User Authentication and Authorization


User Authentication and Authorization

This section discusses security issues during UNIX to Windows migration, and potential solutions.

In any heterogeneous network ” such as a network migrating to Windows ” users need to work across systems, and the systems themselves need to interoperate . Therefore, a migration project needs to take into account the differences between the UNIX and Windows security models.

Migration planners need to resolve these security questions:

  • Do users require two sets of user names and passwords, one for UNIX and one for Windows?

  • How do users keep their passwords synchronized?

  • Do administrators need to manage two user databases?

  • How do administrators manage user security on shared resources, such as network file systems?

The greater the need for interoperability during the migration, the more important these questions become. This section presents information about Windows and UNIX security and how to integrate them. This information determines which of the security questions must be addressed in a particular migration project, and how to address them.

Chapter 2, Windows and UNIX Compared, describes and compares the UNIX and Windows security models. Security models for both operating systems require:

  • Authentication to verify the user s identity.

  • Authorization to control access to resources and to limit what a user can do.

This section describes how UNIX handles authentication and authorization, how Windows handles them, and how to integrate UNIX and Windows security.

Authentication and Authorization in UNIX

UNIX security relies on user credentials and file permissions. (For more information, see Chapter 2, Windows and UNIX Compared. )

********

### WORK TO COMPLETE:
[1] From the migration security section, set down word for word the passage that begins at the words "The greater the" and stops after "and Windows security.".
[2] Please mark each statement (a) to (c) yes or no according to the migration security section, and quote the words that decide it: (a) the security models of both operating systems require authentication and authorization; (b) the security questions matter less as the need for interoperability during the migration grows; (c) UNIX security relies on user credentials and file permissions.
[3] Write the next part of the migration security section, starting after its final sentence.

### DATASET CONTENT:
********

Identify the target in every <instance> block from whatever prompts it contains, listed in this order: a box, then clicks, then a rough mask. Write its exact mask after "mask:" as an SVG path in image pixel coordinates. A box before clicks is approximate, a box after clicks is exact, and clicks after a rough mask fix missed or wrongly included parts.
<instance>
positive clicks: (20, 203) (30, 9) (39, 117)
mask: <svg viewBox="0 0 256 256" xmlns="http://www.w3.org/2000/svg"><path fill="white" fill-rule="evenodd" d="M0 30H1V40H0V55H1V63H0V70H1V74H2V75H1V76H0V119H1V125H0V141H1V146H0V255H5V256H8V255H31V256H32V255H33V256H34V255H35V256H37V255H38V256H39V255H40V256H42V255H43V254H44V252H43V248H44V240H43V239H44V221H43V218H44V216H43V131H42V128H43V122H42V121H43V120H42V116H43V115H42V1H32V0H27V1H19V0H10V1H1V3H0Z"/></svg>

********

### ANSWERS GIVEN:
[1]
The greater the need for interoperability during the migration, the more important these questions become. This section presents information about Windows and UNIX security and how to integrate them. This information determines which of the security questions must be addressed in a particular migration project, and how to address them.

Chapter 2, Windows and UNIX Compared, describes and compares the UNIX and Windows security models. Security models for both operating systems require:

  • Authentication to verify the user s identity.

  • Authorization to control access to resources and to limit what a user can do.

This section describes how UNIX handles authentication and authorization, how Windows handles them, and how to integrate UNIX and Windows security.

[2]
(a) Yes: "Security models for both operating systems require:"
(b) No: "The greater the need for interoperability during the migration, the more important these questions become."
(c) Yes: "UNIX security relies on user credentials and file permissions."

[3]
In UNIX, user credentials consist of two unique identifiers for each user: a user identifier (UID) and a group identifier (GID). These identifiers apply to every UNIX process. UIDs and GIDs are integers assigned by the administrator. They are not guaranteed to be unique across a network.

Users are listed in the /etc/passwd file. This file contains a single line of text for each user. The line has fields for the user name , user ID, password, home directory, default shell, and so on. The password is encrypted; the administrator cannot read it.

Groups are listed in the /etc/group file, which lists the names of the users in each group as well as the groups themselves.

UNIX assigns permissions to every file, directory, and device. The permissions are for the user (owner of the file), for the group, or for everyone else.

When a process seeks access to a file, UNIX uses the UID and GID of the process to select which permissions to apply to that process.

To authenticate a user at logon, UNIX uses techniques such as username/password pair, Kerberos V4/V5, and proprietary schemes. After logon, every process a user creates has the same UID and GID, and thus has the access rights of the user referenced by the UID.

To secure stations , some UNIX installations also use a host.equiv or .rhosts file containing host information based on the host name and IP address. These files define the set of trusted hosts , users, and host-user pairs that certain UNIX processes use to verify access. For example, rlogin (remote logon) and rsh (remote shell) bypass the normal logon and password security mechanisms of /etc/passwd or Network Information Service (NIS). The /etc/hosts.equiv file contains trusted hosts and/or trusted host-user pairs.

The UNIX user database can be centralized for a network of UNIX computers using NIS. NIS maps the /etc/passwd and /etc/group files to a central database held on the NIS servers. All other aspects of UNIX security continue to work in the same manner, but use UIDs and GIDs from the NIS server rather than local files.

Authentication and Authorization in Windows

Windows security relies on user credentials and object permissions. (For more information, see Chapter 2, Windows and UNIX Compared. )

When a user logs on to a Windows-based computer or domain, Windows authenticates and then identifies the user by using a unique security identifier (SID).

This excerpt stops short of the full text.